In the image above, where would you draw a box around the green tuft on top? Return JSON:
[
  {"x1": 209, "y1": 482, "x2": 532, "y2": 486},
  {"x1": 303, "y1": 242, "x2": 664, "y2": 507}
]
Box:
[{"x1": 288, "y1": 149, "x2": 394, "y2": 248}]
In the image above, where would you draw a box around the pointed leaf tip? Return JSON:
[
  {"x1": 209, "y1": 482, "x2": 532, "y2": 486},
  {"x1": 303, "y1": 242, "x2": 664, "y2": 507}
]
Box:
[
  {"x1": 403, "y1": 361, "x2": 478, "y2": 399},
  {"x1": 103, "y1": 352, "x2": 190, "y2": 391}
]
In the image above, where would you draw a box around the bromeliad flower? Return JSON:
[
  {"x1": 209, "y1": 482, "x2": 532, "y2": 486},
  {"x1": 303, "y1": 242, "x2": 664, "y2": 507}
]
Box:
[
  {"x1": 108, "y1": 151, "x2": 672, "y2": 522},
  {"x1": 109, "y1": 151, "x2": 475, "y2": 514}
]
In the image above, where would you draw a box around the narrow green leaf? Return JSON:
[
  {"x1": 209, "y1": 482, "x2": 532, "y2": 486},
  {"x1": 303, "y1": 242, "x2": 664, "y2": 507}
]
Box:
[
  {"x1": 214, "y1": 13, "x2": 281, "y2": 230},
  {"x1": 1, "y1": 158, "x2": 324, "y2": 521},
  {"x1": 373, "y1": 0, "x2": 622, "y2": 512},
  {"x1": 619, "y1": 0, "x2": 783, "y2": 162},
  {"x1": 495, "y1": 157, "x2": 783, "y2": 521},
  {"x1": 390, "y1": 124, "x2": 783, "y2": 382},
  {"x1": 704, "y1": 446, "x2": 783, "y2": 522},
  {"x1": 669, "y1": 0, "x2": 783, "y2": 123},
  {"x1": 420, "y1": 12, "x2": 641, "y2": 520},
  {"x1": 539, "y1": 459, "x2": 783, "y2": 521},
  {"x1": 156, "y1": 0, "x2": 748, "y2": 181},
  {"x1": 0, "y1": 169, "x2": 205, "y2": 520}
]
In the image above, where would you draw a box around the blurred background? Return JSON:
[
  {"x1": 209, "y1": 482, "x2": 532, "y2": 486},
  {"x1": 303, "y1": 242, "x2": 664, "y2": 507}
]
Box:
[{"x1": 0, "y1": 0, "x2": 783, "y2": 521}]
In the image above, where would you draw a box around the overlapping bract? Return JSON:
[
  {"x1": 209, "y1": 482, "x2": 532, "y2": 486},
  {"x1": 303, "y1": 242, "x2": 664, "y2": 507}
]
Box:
========
Could you rewrite the items from the line containing "around the blurred" through the end of the items, requests included, shifting every box coordinate in the answers up by 108? Keep the coordinates in the JSON samples inside the requests unchanged.

In the image above, where would you draw a box around the blurred background? Return JSON:
[
  {"x1": 209, "y1": 482, "x2": 532, "y2": 486},
  {"x1": 303, "y1": 242, "x2": 664, "y2": 507}
]
Box:
[{"x1": 108, "y1": 108, "x2": 891, "y2": 629}]
In the image above, where would you draw a box around the overlapping bract? Return JSON:
[
  {"x1": 209, "y1": 482, "x2": 532, "y2": 486},
  {"x1": 303, "y1": 242, "x2": 664, "y2": 507}
]
Box:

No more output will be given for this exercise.